### PROBLEM
Pictures in the data below are not part of the copy; transcribe everything else exactly.

### DATA TO PROCESS
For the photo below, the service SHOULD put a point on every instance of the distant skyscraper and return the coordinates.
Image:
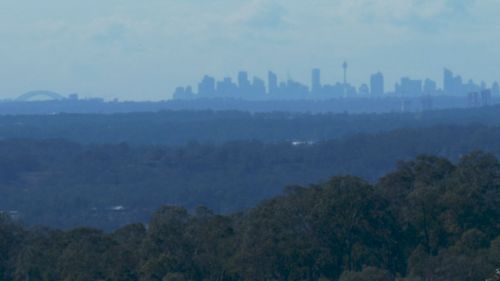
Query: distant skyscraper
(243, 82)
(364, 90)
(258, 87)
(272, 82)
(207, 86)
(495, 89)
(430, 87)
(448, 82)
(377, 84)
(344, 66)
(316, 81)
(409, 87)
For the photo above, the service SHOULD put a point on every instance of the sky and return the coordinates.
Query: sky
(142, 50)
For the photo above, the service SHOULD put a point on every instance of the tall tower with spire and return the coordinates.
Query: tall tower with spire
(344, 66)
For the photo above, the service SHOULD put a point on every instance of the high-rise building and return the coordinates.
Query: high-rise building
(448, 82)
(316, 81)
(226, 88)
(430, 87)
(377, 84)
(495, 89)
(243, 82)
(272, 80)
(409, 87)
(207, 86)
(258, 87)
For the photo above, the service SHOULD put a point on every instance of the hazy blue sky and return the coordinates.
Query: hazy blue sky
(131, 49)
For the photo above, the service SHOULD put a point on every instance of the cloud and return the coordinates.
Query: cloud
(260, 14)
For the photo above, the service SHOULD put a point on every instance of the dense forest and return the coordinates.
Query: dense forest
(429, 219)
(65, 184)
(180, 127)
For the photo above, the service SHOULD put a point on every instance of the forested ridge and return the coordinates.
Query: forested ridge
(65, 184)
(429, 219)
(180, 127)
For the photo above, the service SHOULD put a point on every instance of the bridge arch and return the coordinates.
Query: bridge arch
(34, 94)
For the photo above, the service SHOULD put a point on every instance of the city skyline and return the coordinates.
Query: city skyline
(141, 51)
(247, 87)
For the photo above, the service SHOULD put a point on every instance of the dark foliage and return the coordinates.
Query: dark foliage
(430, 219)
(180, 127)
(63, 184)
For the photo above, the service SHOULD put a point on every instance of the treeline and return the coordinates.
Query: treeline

### EXERCISE ANSWER
For the photo below, the service SHOULD put a point on every instance of the distant skyscraper and return the coordinates.
Image:
Query: distant skyscraper
(243, 82)
(364, 90)
(258, 87)
(272, 82)
(207, 86)
(495, 89)
(430, 87)
(448, 82)
(377, 84)
(344, 66)
(316, 81)
(409, 87)
For the photo above, the service SHOULD put a point on every instance of the sky and return the coordinates.
Query: sky
(142, 50)
For the photo above, the service SHOULD put a point on every instance of the tall tower with spire and return the coordinates.
Query: tall tower with spire
(344, 66)
For the photo above, the service SHOULD put a point on every instance of the high-rise building and return the coordinates.
Query: high-rise building
(448, 82)
(316, 81)
(226, 88)
(430, 87)
(377, 84)
(495, 89)
(243, 82)
(272, 80)
(409, 87)
(207, 86)
(258, 87)
For the photo above, the service SHOULD put a point on every instance of the hazy blue sky and return the coordinates.
Query: hazy blue sky
(131, 49)
For the photo above, the service SHOULD put a point on every instance of the cloud and return the coordinates.
Query: cloud
(260, 14)
For the photo above, the service SHOULD put a point on every instance of the dense forest and return the coordinates.
Query: dense forest
(429, 219)
(65, 184)
(180, 127)
For the photo above, the service SHOULD put a point on every instance of the forested ridge and return the coordinates.
Query: forested ridge
(65, 184)
(429, 219)
(180, 127)
For the photo above, the service SHOULD put a point on every instance of the bridge arch and return the coordinates.
Query: bridge arch
(34, 94)
For the photo above, the service SHOULD put a point on every instance of the city skyline and return the coordinates.
Query: city skyline
(141, 51)
(247, 87)
For the photo above, the service SHOULD put a point on every instance of the dark foliage and return the coordinates.
Query: dark foliage
(430, 219)
(180, 127)
(63, 184)
For the photo above, the service SHOULD put a point on every instance of the treeline and return the coordinates.
Query: treeline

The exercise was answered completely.